**Entries provided**.
———
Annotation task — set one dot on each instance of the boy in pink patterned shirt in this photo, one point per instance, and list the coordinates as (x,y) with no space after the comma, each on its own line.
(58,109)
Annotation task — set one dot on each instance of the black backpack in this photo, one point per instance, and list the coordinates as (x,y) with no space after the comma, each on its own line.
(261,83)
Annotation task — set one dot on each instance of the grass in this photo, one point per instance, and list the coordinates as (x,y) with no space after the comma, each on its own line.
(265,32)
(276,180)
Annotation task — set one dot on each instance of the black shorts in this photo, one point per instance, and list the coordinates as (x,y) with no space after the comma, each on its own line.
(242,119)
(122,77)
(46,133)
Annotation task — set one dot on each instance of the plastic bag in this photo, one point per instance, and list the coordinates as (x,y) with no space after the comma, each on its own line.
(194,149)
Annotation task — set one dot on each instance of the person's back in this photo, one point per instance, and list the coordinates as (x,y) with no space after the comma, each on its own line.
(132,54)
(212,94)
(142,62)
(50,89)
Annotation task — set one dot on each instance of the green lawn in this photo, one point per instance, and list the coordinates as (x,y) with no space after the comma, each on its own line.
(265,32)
———
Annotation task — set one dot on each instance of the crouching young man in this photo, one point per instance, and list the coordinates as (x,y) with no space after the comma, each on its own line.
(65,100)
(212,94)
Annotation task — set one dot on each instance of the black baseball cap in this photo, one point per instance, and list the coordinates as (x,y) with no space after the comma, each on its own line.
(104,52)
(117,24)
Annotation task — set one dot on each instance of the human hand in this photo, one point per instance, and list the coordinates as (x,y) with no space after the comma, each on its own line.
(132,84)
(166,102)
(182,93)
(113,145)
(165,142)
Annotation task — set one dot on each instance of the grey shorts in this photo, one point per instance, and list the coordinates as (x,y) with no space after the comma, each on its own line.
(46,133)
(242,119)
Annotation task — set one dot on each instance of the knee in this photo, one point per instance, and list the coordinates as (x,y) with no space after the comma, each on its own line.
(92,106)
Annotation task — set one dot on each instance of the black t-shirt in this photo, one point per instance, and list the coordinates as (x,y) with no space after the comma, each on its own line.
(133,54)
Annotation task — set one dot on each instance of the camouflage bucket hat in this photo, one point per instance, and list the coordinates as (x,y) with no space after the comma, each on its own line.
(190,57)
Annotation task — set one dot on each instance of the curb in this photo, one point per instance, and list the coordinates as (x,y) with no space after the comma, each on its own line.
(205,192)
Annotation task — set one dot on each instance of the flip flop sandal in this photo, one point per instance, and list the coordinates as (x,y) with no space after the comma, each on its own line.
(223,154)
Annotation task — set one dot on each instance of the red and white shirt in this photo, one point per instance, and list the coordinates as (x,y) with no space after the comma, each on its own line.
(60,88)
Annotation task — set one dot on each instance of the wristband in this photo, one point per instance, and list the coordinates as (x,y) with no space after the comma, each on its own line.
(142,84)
———
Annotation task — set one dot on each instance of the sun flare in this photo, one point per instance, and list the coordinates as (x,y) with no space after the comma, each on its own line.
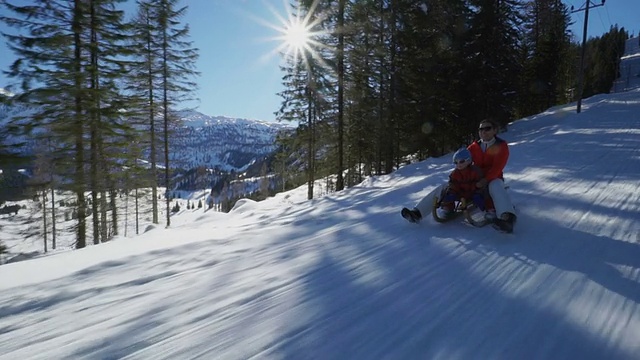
———
**What is required**.
Pick out and copy each line of the entries above that contains the word "grey", matching case exactly.

**Solution to the exercise**.
Annotation task — set one dot on each instance of the grey shorts in this photo, one point per instance, and list the coordinates as (x,y) with no space after the comma, each on its own line.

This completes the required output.